▶ CONSIGNES:
1 - Indiquez si chacune des affirmations suivantes s’accorde avec le texte sur l’assurance chômage, par oui ou par non, en citant mot pour mot le passage qui tranche. (a) L’assurance chômage est avant tout le gain de luttes sociales. (b) Les sociétés de secours mutuelles étaient clandestines jusqu’à l’abrogation de la Loi Le Chapelier. (c) Il faut entretenir des illusions sur les minimas sociaux.
2 - Reprenez le texte sur l’assurance chômage à la suite de sa dernière phrase et prolongez-le, s’il vous plaît.

▶ TEXTE PROPOSÉ:
»»
Ce simple constat devrait à lui seul suffire à faire comprendre l’obsolescence du Travail à la fois comme valeur et comme organisation séparée de la vie. Pour les dirigeants comme pour les capitalistes ou même les bureaucraties syndicales qui les négocient (et les signent), toutes ces histoires de baisses de salaire, de baisses des cotisations patronales ou d’impôts sur le capital, de coupes d’aides sociales ou de réformes de l’assurance chômage ne sont qu’une seule et même chose : presser la force de travail et forcer les pauvres à travailler, tout en encourageant la consommation, assurer la pérennité de la production, et donc in fine préserver le consensus et la paix sociale.
Aussi, même lorsque l’on s’en sert pour survivre, et qu’on est prêt-e à se battre pour en arracher toujours plus (ou simplement ne pas nous les faire couper, ou nous laisser contrôler), il n’y a pas d’illusions à nourrir sur les minimas sociaux ou le chômage.
Une façon de le voir est de dire qu’ils sont le fruit “des luttes”, ou des “acquis sociaux”. Une autre façon de le voir, c’est de dire que leur institutionnalisation sert aussi une logique de pacification et de contrôle social. L’assurance chômage par exemple, n’a pas été uniquement ou même essentiellement le “gain de luttes sociales” historiquement (en france du moins), mais une institutionnalisation étatique progressive de mesures d’entraide et de mise en commun qui pré-existaient déjà à un niveau associatif entre les ouvriers et ouvrières, auparavant depuis plusieurs décennies (depuis la révolution française en fait). En particulier au travers des “sociétés de secours mutuelles” dans les coalitions et coopératives ouvrières, qui étaient même clandestines jusqu’à l’abrogation de la Loi Le Chapelier (entre 1864 et 1884).
««
Un bloc de données
»»
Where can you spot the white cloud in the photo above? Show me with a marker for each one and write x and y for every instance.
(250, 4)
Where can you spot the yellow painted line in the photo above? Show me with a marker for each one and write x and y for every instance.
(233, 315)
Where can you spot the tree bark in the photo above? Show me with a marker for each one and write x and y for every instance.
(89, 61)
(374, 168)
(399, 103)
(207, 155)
««
»»
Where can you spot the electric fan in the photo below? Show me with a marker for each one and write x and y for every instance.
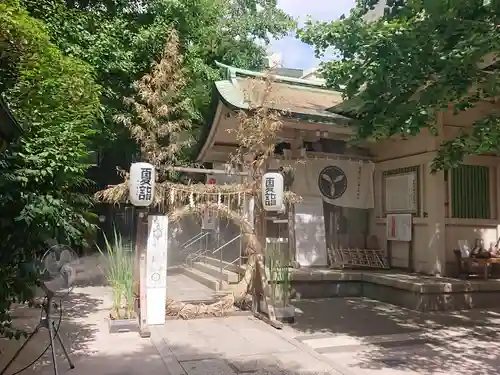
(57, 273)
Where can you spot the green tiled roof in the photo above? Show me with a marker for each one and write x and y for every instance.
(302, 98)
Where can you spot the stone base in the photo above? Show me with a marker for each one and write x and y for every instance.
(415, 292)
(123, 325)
««
»»
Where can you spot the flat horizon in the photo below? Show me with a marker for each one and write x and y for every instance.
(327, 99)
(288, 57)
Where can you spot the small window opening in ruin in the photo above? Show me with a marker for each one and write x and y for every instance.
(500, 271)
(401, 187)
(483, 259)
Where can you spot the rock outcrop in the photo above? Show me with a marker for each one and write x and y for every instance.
««
▶ CORRIGÉS:
1 -
(a) Non : « n’a pas été uniquement ou même essentiellement le “gain de luttes sociales” historiquement »
(b) Oui : « qui étaient même clandestines jusqu’à l’abrogation de la Loi Le Chapelier »
(c) Non : « il n’y a pas d’illusions à nourrir sur les minimas sociaux ou le chômage »

2 -
Qu’il s’agisse d’auto-réductions, de prises de possession ou d’expropriations diverses: il y a d’ailleurs sans doutes plus à chercher en termes de pratiques et de perspectives dans la riche histoire des mouvements ouvriers et révolutionnaires que dans des discours qui n’ont de radicaux que l’apparence. Notamment lorsqu’ils sont portés par des organisations qui ne se battent que pour sauvegarder les miettes, et ce même lorsqu’elles revendiquent certaines de ces pratiques.
Donc, depuis cette perspective, la lutte contre la condition d’exclu-e-s ne peut pas se faire “contre le chômage” en tant que tel, mais en tant que situation de dépossession et de manière autonome : c’est à dire dans la lutte contre le Travail, ses idéologues et ceux qui en profitent.
[1] Terme qu’on peut raisonnablement préférer à tout euphémisme journalistique.